**Problem:** Could each entry below be printed again exactly as given?

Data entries
####

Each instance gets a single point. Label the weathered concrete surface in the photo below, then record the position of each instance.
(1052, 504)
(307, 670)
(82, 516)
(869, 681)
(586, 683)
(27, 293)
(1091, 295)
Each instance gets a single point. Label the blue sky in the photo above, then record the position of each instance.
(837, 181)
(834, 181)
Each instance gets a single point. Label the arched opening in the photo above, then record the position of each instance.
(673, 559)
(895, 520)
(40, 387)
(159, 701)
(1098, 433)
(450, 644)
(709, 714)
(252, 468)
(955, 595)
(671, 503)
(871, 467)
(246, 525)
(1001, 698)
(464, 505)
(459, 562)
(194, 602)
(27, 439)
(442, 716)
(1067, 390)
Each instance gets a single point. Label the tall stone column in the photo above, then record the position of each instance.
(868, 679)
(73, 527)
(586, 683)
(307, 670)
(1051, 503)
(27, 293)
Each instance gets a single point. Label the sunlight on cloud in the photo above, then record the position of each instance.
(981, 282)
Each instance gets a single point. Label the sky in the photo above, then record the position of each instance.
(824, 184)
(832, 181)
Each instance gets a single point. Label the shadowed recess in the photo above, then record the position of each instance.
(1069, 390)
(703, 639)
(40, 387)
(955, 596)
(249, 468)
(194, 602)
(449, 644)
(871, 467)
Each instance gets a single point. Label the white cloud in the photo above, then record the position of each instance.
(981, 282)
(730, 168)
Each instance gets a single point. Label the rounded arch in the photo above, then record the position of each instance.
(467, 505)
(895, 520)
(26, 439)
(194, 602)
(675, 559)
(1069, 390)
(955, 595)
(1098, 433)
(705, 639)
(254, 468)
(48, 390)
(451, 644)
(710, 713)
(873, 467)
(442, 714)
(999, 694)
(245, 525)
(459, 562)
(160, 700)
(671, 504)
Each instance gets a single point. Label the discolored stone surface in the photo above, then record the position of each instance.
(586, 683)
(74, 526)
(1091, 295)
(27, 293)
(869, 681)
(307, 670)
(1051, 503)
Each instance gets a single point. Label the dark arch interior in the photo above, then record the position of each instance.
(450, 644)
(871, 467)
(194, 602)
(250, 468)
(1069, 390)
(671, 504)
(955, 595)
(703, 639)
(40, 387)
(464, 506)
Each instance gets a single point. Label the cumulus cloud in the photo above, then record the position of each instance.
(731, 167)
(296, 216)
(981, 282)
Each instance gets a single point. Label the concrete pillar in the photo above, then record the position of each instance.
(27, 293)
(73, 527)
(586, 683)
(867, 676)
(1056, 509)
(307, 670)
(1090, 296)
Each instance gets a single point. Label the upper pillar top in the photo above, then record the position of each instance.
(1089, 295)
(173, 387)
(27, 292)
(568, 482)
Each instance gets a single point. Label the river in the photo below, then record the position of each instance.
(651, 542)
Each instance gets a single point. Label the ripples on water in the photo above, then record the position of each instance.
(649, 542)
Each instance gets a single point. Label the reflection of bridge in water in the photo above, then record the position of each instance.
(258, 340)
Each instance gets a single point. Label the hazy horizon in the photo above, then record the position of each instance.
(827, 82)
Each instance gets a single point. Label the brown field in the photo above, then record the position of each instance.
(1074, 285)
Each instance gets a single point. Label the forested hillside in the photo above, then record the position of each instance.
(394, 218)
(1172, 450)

####

**Solution to the exercise:**
Each instance gets a single point. Label the weathered concrete surface in the photo below, then record the position of each instance.
(1052, 504)
(307, 670)
(82, 516)
(869, 681)
(586, 683)
(27, 293)
(1091, 295)
Each instance gets a single point. Label the blue sky in the photo above, then record the position of each instance.
(837, 181)
(834, 181)
Each instance gets a single point. Label the arched opening in the photo above, then record the position of each instance.
(673, 559)
(895, 520)
(40, 387)
(159, 701)
(1098, 433)
(450, 644)
(709, 714)
(252, 468)
(955, 595)
(671, 503)
(871, 467)
(246, 525)
(1001, 698)
(464, 505)
(459, 562)
(194, 602)
(27, 439)
(442, 716)
(1067, 390)
Each instance gets a single point. Label the tall stone column in the photo above, then record the position of each instance.
(868, 679)
(73, 527)
(586, 683)
(307, 670)
(1051, 503)
(27, 293)
Each instance gets a single point. Label the sunlight on cloud in the photo above, then record the position of each instance.
(981, 282)
Each instance gets a single point. Label the sky in the photo above, then record the position of each instance.
(824, 184)
(832, 181)
Each instance gets a single point. Label the shadowed recess in the photo above, then record the position of each instance.
(1069, 390)
(703, 639)
(40, 387)
(955, 596)
(249, 468)
(194, 602)
(449, 644)
(871, 467)
Each instance gets a single point. Label the white cloud in the photo above, then record the position of each instance.
(981, 282)
(730, 168)
Each instance gets a single point. Label the rounded arch in the photo above, then record the position of each instance.
(467, 505)
(895, 520)
(26, 439)
(194, 602)
(675, 559)
(1069, 390)
(955, 595)
(1098, 433)
(705, 639)
(254, 468)
(48, 390)
(451, 644)
(710, 713)
(873, 467)
(442, 714)
(999, 694)
(245, 525)
(459, 562)
(160, 700)
(671, 504)
Each instance gets a single point. Label the discolored stone surface in the photo above, then record the position of each instance.
(586, 683)
(74, 526)
(1091, 295)
(27, 293)
(869, 681)
(307, 670)
(1051, 503)
Each instance gets a single point. Label the dark arch interior in the photo above, then record the position of each instance.
(450, 644)
(871, 467)
(194, 602)
(250, 468)
(1069, 390)
(671, 504)
(955, 595)
(703, 639)
(40, 387)
(464, 506)
Each instance gets a single point. Label the cumulus cloud in the photo above, then record the position of each instance.
(731, 167)
(296, 216)
(981, 282)
Each instance gets a single point. Label the concrete pillar in the photo above, then record the position of each instance.
(27, 293)
(73, 527)
(586, 683)
(867, 676)
(1056, 509)
(307, 670)
(1090, 296)
Each instance gets a single point. Label the upper pillar top in the photo above, then record the position of each instance.
(1089, 295)
(173, 387)
(27, 292)
(568, 482)
Each instance gets a single point. Label the river in the photo below, then record the position of each instance.
(651, 542)
Each instance gets a single point. Label the ripples on water in the photo above, then record the position of each instance.
(649, 542)
Each instance gets a single point. Label the reflection of bridge in water in the photo above, then record the position of each instance.
(258, 340)
Each instance gets a single point. Label the hazy horizon in the photo above, then record the position of each instance.
(827, 82)
Each instance gets a single point. Label the brown field in the photo above, then record the position of each instance.
(1074, 285)
Each instance gets a single point. Label the forested hillside in the photo above, then record the position of each instance.
(394, 218)
(1172, 450)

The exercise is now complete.